Record list

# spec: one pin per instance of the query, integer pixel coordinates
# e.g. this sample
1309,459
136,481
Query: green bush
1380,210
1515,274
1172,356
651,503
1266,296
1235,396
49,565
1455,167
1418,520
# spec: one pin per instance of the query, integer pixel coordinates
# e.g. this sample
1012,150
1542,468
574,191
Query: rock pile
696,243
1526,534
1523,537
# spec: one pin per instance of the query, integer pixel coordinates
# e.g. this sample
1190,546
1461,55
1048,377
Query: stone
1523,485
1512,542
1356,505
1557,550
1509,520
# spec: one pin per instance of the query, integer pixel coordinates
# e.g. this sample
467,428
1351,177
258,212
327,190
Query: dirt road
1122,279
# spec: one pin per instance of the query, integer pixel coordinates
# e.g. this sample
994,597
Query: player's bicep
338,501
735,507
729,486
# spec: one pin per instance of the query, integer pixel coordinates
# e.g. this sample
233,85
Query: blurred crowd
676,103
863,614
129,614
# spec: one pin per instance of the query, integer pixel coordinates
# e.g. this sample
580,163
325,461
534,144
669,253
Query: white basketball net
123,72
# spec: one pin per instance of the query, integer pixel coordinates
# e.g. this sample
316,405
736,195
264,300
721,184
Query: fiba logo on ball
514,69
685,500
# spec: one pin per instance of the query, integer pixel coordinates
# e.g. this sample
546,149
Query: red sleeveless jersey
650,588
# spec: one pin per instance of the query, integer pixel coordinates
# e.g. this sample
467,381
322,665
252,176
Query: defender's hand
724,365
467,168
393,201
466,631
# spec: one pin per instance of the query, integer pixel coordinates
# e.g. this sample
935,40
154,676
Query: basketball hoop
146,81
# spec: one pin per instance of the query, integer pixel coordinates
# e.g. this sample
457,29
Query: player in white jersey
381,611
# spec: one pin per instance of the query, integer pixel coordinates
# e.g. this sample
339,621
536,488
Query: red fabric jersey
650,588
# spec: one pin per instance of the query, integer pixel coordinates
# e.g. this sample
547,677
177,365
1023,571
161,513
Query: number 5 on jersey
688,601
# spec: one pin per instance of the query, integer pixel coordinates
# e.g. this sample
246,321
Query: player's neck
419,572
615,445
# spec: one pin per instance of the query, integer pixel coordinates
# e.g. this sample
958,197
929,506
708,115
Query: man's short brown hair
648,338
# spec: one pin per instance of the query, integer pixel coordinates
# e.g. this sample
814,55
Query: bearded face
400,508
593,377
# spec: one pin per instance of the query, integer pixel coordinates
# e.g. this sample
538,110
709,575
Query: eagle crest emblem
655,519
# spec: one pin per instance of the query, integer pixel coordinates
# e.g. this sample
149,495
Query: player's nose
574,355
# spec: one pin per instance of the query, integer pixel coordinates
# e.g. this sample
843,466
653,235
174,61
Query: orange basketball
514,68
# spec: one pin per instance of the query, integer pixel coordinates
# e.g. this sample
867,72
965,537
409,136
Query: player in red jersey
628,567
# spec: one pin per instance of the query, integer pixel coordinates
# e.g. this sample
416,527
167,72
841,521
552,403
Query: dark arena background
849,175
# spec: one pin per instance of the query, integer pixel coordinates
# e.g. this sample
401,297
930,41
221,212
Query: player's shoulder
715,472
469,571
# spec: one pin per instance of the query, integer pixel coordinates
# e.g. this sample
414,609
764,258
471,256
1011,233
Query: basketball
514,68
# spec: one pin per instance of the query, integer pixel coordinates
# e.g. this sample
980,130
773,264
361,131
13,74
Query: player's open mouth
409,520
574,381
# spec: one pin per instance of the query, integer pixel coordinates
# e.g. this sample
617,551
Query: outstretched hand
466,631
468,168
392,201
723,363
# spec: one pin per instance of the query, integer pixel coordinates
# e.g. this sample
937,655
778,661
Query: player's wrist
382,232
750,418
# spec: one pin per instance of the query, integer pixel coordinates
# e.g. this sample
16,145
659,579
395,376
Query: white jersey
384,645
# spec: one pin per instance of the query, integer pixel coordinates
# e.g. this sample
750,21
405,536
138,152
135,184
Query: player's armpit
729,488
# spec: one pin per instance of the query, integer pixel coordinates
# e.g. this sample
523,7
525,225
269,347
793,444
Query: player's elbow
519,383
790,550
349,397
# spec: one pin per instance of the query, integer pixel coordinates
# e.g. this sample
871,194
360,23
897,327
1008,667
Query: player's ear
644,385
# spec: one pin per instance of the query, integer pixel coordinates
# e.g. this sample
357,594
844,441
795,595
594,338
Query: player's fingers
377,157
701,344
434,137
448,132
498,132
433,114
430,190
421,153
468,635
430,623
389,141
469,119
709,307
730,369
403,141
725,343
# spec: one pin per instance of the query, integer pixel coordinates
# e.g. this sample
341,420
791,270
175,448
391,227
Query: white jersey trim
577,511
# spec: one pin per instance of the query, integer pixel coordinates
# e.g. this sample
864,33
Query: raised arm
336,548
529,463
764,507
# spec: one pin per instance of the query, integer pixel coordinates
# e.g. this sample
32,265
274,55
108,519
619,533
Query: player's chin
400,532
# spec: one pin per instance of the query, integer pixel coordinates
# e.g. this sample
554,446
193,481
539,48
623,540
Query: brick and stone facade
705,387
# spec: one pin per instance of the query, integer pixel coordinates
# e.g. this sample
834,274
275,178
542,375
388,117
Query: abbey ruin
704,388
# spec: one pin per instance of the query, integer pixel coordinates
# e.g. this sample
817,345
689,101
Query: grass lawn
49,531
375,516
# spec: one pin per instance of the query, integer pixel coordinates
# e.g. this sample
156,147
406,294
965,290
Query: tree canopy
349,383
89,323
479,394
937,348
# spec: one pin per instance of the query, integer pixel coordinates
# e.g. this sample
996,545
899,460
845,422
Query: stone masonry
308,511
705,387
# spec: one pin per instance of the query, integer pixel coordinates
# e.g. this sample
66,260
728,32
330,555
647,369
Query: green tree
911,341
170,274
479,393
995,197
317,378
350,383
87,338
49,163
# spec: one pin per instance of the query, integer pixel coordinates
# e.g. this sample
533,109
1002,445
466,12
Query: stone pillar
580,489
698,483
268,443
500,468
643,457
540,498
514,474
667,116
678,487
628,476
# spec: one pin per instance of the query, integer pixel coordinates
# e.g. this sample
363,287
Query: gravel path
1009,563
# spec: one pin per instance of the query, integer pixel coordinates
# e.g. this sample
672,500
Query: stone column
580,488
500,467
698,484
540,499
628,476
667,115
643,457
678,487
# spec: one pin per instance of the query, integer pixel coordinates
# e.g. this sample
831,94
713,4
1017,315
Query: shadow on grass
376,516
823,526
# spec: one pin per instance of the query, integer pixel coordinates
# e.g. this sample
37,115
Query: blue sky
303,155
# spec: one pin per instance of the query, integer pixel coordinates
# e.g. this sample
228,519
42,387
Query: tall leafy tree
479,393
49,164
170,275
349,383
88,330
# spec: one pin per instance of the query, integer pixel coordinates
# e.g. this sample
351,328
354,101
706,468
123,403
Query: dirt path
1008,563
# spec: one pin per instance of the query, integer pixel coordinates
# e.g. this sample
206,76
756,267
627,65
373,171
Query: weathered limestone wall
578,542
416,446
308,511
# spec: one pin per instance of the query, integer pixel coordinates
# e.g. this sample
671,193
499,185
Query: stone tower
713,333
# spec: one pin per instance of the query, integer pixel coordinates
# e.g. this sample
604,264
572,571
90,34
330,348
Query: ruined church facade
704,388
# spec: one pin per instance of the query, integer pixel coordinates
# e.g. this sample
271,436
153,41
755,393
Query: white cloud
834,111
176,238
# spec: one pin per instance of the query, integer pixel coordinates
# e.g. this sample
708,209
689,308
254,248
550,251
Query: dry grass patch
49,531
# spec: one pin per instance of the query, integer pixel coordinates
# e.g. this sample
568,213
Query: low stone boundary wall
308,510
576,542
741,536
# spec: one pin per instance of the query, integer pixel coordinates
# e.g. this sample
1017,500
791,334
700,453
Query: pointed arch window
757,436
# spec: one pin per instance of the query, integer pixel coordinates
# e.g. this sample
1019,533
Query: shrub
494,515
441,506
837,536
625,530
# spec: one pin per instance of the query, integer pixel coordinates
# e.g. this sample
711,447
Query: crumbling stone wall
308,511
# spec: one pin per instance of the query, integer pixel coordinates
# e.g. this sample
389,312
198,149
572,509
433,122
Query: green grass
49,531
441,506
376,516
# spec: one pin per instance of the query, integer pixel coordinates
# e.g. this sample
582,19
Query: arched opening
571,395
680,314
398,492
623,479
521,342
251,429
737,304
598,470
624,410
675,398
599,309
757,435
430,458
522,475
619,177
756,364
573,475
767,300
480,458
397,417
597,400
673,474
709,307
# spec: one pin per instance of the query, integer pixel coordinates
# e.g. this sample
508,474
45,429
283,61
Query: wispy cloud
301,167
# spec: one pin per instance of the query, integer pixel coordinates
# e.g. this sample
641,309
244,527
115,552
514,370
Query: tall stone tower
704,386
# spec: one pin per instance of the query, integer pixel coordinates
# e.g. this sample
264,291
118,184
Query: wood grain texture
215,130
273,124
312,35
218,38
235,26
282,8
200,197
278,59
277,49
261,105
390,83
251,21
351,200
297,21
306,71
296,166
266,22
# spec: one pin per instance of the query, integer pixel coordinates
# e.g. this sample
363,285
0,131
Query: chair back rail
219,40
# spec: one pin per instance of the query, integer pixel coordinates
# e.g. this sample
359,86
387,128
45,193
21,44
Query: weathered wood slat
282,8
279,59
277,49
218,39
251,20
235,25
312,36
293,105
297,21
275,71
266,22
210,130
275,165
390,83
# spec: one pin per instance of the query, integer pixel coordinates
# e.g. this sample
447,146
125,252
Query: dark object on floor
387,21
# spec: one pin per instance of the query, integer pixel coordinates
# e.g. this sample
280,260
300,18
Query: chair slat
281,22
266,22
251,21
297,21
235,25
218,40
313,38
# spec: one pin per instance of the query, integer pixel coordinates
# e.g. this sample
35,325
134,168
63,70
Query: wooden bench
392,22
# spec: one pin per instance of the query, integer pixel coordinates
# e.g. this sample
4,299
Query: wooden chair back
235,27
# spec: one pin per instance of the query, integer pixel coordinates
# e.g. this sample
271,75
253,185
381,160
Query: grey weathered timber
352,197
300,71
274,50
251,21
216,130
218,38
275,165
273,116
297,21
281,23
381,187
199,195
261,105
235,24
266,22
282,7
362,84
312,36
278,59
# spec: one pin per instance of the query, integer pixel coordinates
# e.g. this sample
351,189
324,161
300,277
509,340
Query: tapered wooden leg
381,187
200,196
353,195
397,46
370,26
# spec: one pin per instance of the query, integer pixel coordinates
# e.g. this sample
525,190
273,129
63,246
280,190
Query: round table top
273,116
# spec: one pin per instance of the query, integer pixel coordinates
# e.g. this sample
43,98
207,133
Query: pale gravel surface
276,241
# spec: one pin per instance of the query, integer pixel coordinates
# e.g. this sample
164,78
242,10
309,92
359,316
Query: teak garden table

Task instructions
Pick out each line in the rows above that contains the string "grass", and copy those lines unchanged in their original order.

Final answer
Query: grass lawn
Query: shadow on grass
Query: dry grass patch
Query: green grass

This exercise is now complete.